### Kutipan
B. Tujuan Penelitian Penelitian ini akan berusaha menjawab permasalahan yang menjadi pertanyaan dalam rumusan masalah sebagai berikut: 1. Menganalisis hakikat pemikiran Sukarno tentang humanisme.
12
2. Menganalisis dan megklasifikasikan problematika yang terjadi dalam filsafat manusia. 3. Menggali hakikat pemikiran humanisme Sukarno yang ditinjau dari filsafat manusia. 4. Merefleksikan dan menganalisis relevansi pemikiran humanisme Sukarno dengan nilai kemanusiaan yang ada di Indonesia.
C. Tinjauan Pustaka Humanisme memiliki berbagai bentuk pengertian. Humanisme dapat memiliki arti: a. menganggap individu rasional sebagai nilai paling tinggi; b. menganggap individu sebagai sumber nilai terakhir; c. mengabdi pada pemupukan perkembangan kreatif dan perkembangan moral individu secara rasional dan berarti tanpa acuan pada konsep-konsep tentang yang adikodrati (Bagus, 2005: 295). John C. Luik (2003: 365) dalam Concise Routledge Encyclopedia of Philosophy menjelaskan bahwa filsafat humanisme mengacu pada hubungan interelasi konsep tentang alam, kekuasaan, pendidikan dan nilai dari person manusia. Pada pengertian ini humanisme bersifat memperjelas sistem filsafat untuk mengembangkan konsep substansi ontologi, epistemologi, antropologi, pendidikan, aestetik, etika dan klaim politik. Di sisi lain, humanisme dimaknai lebih dari sekedar metode dan hubungan bebas dari pertanyaan tentang alam dan karakter dari manusia.

### Entri yang Tersedia
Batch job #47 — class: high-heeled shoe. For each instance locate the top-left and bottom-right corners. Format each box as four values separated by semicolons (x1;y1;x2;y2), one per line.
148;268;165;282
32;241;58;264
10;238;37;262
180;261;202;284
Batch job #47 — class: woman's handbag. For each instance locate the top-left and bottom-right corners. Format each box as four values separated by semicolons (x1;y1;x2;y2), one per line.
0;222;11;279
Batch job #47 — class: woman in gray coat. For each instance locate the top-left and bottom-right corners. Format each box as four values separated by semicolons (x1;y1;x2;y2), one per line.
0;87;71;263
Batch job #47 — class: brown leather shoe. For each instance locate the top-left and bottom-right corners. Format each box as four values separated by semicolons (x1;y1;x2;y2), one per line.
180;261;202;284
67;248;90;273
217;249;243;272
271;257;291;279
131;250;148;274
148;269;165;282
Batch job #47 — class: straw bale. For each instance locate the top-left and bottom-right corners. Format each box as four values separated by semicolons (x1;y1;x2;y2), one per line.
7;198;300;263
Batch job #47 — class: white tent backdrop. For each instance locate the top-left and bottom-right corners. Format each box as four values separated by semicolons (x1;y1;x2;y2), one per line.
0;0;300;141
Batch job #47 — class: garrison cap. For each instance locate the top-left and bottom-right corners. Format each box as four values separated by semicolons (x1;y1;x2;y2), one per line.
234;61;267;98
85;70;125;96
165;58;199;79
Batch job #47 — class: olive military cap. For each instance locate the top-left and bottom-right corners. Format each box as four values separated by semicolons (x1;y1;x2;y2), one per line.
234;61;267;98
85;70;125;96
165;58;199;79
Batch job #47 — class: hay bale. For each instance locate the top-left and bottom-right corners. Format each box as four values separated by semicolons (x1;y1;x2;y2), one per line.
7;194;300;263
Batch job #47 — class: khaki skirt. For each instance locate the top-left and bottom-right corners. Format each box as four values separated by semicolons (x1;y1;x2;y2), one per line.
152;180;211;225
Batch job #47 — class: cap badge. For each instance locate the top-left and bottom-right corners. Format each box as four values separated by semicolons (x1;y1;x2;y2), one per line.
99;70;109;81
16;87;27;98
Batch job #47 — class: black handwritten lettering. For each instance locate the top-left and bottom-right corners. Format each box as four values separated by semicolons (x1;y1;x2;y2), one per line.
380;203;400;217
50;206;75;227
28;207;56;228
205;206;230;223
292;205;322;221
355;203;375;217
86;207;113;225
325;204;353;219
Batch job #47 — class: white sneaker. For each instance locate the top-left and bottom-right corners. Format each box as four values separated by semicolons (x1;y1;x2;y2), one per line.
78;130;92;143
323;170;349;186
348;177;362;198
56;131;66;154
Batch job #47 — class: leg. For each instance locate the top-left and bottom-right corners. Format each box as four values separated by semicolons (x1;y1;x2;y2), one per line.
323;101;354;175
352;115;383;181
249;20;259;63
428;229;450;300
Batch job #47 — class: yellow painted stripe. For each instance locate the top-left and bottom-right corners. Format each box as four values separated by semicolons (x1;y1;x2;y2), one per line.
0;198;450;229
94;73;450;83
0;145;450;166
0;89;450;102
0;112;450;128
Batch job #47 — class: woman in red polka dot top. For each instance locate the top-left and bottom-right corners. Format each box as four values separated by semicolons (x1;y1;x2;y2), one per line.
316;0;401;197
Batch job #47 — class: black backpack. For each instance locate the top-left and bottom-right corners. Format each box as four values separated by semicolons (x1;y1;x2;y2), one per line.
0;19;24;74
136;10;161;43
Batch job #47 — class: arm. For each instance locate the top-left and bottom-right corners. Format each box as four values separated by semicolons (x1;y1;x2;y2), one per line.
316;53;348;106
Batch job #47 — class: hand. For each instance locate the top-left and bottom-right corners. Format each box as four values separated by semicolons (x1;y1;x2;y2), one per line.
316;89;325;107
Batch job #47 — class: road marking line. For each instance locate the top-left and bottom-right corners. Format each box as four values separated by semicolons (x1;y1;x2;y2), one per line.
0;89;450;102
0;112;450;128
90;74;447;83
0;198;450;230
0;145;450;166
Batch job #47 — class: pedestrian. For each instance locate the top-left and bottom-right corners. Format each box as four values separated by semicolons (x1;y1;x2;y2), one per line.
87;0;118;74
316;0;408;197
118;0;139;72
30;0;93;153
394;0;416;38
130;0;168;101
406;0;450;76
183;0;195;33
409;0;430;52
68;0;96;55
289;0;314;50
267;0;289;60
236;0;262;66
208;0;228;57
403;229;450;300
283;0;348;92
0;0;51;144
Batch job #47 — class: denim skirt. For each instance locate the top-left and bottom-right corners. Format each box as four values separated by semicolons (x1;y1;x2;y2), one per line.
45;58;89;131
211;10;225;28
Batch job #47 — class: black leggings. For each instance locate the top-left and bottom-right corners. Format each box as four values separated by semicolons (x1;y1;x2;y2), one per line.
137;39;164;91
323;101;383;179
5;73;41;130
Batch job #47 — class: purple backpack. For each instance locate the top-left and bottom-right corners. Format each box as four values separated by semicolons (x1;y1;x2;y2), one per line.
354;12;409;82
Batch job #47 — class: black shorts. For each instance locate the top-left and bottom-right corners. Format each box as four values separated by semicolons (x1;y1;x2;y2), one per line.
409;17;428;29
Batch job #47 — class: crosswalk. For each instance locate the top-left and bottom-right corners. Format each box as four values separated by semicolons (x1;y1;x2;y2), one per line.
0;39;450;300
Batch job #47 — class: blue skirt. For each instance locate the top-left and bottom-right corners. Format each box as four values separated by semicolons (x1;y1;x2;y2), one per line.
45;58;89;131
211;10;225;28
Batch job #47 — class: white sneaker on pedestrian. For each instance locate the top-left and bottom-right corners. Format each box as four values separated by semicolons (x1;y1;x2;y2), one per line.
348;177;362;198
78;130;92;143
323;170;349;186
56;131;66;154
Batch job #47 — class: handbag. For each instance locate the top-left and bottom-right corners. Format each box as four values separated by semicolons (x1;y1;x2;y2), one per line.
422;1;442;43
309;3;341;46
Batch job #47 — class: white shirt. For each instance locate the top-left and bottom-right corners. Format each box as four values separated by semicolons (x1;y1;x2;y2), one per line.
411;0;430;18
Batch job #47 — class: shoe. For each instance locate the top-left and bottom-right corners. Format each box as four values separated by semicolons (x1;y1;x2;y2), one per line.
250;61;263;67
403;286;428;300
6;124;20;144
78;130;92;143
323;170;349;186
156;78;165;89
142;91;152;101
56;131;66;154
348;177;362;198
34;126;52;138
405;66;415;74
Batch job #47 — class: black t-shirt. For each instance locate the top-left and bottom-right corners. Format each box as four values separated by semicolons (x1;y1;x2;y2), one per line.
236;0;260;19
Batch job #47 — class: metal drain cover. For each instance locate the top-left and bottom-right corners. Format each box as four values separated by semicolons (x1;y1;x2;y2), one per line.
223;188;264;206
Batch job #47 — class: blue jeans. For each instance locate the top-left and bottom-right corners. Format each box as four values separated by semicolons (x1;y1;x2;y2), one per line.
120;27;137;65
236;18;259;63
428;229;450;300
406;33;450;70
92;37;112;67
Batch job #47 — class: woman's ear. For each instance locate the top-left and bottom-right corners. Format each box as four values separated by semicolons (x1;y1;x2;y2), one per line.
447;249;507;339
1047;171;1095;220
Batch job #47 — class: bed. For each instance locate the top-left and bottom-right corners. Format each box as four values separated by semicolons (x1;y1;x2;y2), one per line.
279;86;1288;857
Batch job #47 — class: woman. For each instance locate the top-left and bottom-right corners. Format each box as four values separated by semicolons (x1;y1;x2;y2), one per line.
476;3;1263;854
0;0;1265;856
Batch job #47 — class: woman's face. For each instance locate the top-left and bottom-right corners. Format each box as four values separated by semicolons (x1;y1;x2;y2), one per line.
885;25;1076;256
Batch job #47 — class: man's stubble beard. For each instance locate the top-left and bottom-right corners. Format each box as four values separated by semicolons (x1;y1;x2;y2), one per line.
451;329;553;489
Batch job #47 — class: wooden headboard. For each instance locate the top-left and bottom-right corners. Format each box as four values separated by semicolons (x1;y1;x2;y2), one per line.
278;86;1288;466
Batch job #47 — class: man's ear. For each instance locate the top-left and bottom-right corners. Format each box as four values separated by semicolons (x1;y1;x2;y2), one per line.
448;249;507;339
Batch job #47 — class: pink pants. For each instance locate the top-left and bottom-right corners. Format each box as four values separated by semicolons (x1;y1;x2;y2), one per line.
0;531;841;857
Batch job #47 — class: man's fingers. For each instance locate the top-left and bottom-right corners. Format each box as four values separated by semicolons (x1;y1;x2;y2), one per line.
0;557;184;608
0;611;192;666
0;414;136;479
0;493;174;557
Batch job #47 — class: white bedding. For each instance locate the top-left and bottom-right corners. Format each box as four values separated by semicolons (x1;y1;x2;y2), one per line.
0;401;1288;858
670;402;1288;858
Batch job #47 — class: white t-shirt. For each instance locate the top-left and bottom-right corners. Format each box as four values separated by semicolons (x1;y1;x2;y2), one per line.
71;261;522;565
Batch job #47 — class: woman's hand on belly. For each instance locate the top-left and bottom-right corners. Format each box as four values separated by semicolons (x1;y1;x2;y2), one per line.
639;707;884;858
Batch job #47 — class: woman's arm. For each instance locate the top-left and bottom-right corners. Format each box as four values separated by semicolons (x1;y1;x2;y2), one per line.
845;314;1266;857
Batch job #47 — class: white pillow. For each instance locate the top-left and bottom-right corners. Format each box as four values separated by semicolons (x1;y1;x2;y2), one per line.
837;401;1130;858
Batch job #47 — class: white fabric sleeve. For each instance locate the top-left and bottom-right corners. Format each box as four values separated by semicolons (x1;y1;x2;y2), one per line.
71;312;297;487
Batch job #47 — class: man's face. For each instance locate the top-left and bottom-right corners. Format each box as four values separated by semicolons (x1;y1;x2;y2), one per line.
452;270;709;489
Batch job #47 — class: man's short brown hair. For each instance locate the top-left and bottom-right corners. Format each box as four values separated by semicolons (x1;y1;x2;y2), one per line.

### Soal Latihan
(A) Salin bagian kutipan tentang humanisme Sukarno dari "B. Tujuan Penelitian" sampai "Sukarno tentang humanisme." tanpa mengubah apa pun.
(B) Ambil setiap baris entri yang memuat kata "brown". Huruf besar dan kecil dibedakan.

### Jawaban Tiap Soal
(A)
B. Tujuan Penelitian Penelitian ini akan berusaha menjawab permasalahan yang menjadi pertanyaan dalam rumusan masalah sebagai berikut: 1. Menganalisis hakikat pemikiran Sukarno tentang humanisme.

(B)
Batch job #47 — class: brown leather shoe. For each instance locate the top-left and bottom-right corners. Format each box as four values separated by semicolons (x1;y1;x2;y2), one per line.
Batch job #47 — class: man's short brown hair. For each instance locate the top-left and bottom-right corners. Format each box as four values separated by semicolons (x1;y1;x2;y2), one per line.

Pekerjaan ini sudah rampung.